— TASK —
For each entry, restate it word for word while omitting any image it holds.
SOURCE INFORMATION Block Start
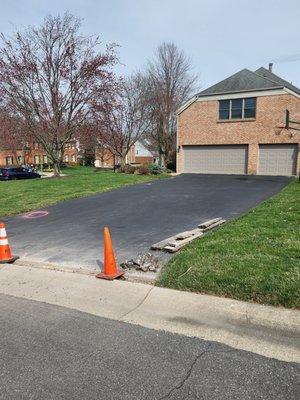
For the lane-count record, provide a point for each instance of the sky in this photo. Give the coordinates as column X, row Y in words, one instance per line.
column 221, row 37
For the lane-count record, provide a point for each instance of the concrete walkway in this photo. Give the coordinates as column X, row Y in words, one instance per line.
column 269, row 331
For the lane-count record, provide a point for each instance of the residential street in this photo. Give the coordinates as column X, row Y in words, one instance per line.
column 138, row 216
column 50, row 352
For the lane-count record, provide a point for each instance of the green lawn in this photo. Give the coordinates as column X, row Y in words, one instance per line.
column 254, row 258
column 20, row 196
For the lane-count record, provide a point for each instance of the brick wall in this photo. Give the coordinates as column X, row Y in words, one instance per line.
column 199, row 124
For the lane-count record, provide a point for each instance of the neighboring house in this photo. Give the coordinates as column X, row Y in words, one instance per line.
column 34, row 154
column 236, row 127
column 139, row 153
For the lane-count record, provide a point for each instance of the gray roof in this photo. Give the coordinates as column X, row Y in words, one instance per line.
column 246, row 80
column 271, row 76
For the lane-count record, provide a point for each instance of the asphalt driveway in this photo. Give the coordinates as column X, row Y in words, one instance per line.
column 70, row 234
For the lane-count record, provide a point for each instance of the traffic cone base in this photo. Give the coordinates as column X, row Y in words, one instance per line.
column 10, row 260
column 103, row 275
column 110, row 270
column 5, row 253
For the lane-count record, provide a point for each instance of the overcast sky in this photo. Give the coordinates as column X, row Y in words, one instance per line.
SOURCE INFORMATION Block End
— ANSWER TO THE EXERCISE —
For the lane-count record, provide a point for each instance of the sky in this photo. Give the coordinates as column X, row Y in words, one instance per line.
column 221, row 37
For the lane-count record, provide a point for each instance of the concrete walkway in this photo. Give the coordinates as column X, row Y in words, one instance per line.
column 269, row 331
For the lane-count record, provide a point for each instance of the residential street in this photo. Give the coordinates as column X, row Y in words, one instance per line.
column 138, row 216
column 50, row 352
For the lane-count record, provide a point for each instance of the green lawn in this photo. Give the coordinates as column X, row Y in words, one instance per line.
column 254, row 258
column 20, row 196
For the lane-count record, provide a point for each instance of the brick wall in this photo. Give the coordinates as column X, row Y in words, one instance per line.
column 199, row 124
For the lane-count record, provide a point for each instance of the neighboring house in this photo. Give the coordinates as column X, row Y in words, one instance per line.
column 34, row 154
column 236, row 127
column 139, row 153
For the lane-count record, provide a point for each instance of the gray roof in this photo. Give the coordinates as column X, row Y in words, one instance per line.
column 246, row 80
column 271, row 76
For the lane-count record, provide a point for each instance of the asphalt driveway in this photo. Give the coordinates as column X, row Y in words, one instance per line.
column 70, row 234
For the lane-count record, provide a point for each instance of the traffic cone base in this photo. Give the coordinates as column X, row Y in words, one instance per line.
column 10, row 260
column 103, row 275
column 110, row 270
column 5, row 253
For the lane-count record, provide a point for each instance of the overcast sky in this photo. Give the coordinates as column X, row Y in words, one instance per line.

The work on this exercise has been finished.